What is being asked: Within the records below, find each line that holds the string "shell", then copy it.

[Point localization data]

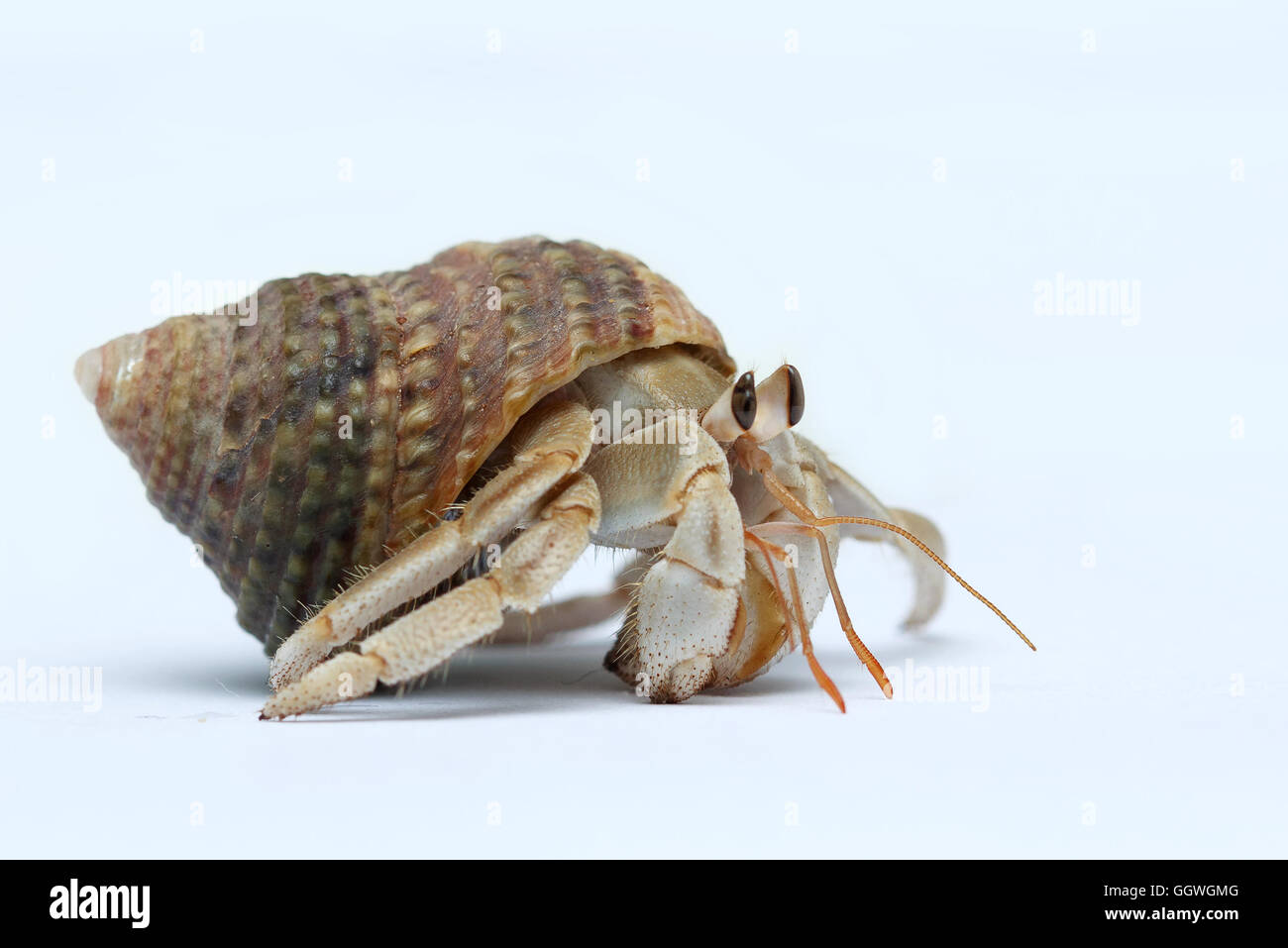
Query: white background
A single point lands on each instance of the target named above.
(913, 170)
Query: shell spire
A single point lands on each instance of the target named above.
(338, 423)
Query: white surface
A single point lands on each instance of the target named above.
(768, 170)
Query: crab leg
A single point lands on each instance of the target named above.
(425, 638)
(674, 492)
(550, 442)
(570, 614)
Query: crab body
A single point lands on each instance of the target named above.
(373, 434)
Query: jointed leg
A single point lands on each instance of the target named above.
(549, 443)
(426, 636)
(853, 498)
(570, 614)
(674, 492)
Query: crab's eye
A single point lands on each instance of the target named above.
(742, 401)
(795, 397)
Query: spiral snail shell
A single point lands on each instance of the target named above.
(340, 423)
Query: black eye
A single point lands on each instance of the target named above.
(743, 401)
(795, 395)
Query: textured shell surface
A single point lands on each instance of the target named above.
(239, 430)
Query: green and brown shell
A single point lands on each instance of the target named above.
(239, 429)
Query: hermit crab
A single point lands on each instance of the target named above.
(417, 454)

Worked solution:
Query: shell spire
Query: spiral snail shell
Query: textured shell surface
Query: green and brown shell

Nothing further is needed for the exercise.